**Given passage**

* BEGIN *

Learning Feasible Causal Algorithmic Recourse: A Prior Structural Knowledge Free Approach
Track: User modeling, personalization and recommendation
Keywords: Algorithmic Recourse; Causality; User Recommendation
TL;DR: This paper presents a novel method for algorithmic recourse without explicit causal structure knowledge.
Abstract: Algorithmic recourse (AR) has made significant progress by identifying small perturbations in input features that can alter predictions, which provide a data-centric approach to understand decisions from diverse black-box models on the Web. Towards the feasibility issue, i.e., whether the recoursed examples provides actionable and reliable recommendations to end-users, causal algorithmic recourse have incorporated structural causal model (SCM) to preserve the realistic constraints among input features. For instance, preserving structural causal knowledge between "age" and "educational level" can avoid generating samples with decreasing age and increasing educational level. However, previous causal AR methods suffer from the requirement of prior structural causal knowledge, e.g., prior causal graph or the whole SCM, which restricts the realistic application of causal AR methods.

* END *

**Things to do**
a) Say whether each statement agrees with the algorithmic recourse abstract, answering yes or no and quoting the deciding words: (i) causal algorithmic recourse uses a structural causal model to keep realistic constraints among input features; (ii) previous causal AR methods need no prior structural causal knowledge; (iii) the example given links "age" with "income".
b) Write the next part of the algorithmic recourse abstract, beginning after its final sentence.
None of the lines are needed for this work.

**Extracted data**
* BEGIN *

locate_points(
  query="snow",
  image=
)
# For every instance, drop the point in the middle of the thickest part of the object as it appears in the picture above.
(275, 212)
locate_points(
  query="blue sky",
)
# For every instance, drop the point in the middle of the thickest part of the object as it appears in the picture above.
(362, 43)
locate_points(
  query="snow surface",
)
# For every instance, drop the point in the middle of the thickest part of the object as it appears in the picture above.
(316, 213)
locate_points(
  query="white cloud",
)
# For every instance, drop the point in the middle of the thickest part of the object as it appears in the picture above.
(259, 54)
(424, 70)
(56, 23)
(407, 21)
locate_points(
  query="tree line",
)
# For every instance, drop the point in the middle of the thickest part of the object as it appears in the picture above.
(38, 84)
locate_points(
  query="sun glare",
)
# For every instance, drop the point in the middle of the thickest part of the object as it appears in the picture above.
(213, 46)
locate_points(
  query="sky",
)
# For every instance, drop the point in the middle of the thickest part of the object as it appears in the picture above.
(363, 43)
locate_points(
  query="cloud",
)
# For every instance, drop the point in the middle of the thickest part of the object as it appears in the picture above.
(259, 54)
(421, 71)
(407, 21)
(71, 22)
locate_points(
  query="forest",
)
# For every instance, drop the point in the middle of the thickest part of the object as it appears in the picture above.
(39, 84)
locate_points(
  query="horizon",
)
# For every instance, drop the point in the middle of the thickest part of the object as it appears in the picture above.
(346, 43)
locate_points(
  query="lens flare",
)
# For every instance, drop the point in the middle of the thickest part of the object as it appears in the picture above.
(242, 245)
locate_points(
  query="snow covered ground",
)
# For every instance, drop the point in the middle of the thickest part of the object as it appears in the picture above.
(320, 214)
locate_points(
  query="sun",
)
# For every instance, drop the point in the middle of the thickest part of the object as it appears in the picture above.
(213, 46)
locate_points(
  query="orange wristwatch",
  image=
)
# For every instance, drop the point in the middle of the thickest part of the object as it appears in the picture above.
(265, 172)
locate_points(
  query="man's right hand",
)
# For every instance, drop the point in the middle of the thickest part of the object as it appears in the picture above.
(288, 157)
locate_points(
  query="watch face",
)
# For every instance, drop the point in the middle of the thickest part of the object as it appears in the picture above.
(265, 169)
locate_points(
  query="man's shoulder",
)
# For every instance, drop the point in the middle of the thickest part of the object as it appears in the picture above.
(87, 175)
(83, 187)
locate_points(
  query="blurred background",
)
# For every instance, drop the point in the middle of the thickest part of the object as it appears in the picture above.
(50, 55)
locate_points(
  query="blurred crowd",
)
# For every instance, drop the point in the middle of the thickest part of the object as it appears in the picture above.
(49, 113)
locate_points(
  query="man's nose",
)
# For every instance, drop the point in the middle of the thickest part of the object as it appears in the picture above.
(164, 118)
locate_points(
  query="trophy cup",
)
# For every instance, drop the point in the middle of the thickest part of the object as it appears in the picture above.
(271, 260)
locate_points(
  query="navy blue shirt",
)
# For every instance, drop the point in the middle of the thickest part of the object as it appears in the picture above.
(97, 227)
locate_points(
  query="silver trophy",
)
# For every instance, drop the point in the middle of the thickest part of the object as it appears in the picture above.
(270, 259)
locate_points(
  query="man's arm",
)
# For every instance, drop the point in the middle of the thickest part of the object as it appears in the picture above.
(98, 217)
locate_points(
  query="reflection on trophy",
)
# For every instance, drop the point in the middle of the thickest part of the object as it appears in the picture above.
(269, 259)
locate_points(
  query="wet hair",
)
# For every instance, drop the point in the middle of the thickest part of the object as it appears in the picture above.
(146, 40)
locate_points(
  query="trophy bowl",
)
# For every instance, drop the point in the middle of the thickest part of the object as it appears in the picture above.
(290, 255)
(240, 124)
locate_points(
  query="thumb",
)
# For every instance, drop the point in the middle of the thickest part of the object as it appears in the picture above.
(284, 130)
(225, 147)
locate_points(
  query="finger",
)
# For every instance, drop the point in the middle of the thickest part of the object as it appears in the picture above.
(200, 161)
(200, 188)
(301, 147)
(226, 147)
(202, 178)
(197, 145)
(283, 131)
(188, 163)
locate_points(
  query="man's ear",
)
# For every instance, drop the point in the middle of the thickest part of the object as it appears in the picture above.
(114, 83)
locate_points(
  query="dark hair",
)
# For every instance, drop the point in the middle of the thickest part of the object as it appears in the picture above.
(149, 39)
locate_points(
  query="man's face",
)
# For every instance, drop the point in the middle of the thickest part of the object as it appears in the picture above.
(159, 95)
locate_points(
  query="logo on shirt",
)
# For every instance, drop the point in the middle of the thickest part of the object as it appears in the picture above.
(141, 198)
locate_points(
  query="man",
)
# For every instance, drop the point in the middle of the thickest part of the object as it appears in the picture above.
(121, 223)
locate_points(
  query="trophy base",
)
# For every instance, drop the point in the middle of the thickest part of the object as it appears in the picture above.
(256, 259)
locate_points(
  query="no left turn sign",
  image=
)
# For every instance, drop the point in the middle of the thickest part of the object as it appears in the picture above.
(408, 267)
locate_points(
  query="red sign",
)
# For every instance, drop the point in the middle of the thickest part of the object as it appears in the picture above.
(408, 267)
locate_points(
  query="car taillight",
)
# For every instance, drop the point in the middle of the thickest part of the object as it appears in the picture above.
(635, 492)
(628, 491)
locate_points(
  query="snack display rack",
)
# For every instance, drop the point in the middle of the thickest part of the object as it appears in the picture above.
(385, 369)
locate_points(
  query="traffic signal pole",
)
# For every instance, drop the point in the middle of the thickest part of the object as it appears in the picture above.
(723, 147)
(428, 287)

* END *

**Exercise answers**
a)
(i) Yes: "causal algorithmic recourse have incorporated structural causal model (SCM) to preserve the realistic constraints among input features"
(ii) No: "previous causal AR methods suffer from the requirement of prior structural causal knowledge"
(iii) No: "preserving structural causal knowledge between "age" and "educational level""

b)
To bridge this gap, we aim to develop a novel framework for causal algorithmic recourse that does not rely on neither prior causal graph or prior SCM. Since identifying counterfactuals without causal graph is impossible, we instead propose to approximate and constrain the variation of the perturbed components, i.e., the exogenous noise variables, by formulating the generation of AR as the structure-preserving intervention. With the aid of development in non-linear Independent Component Analysis (ICA), our method can further achieve theoretically guaranteed constraints on such variation of exogeneous variables. Experimental results on synthetic, semi-synthetic, and real-world data demonstrate the effectiveness of our proposed methods without any prior causal graph or SCM knowledge.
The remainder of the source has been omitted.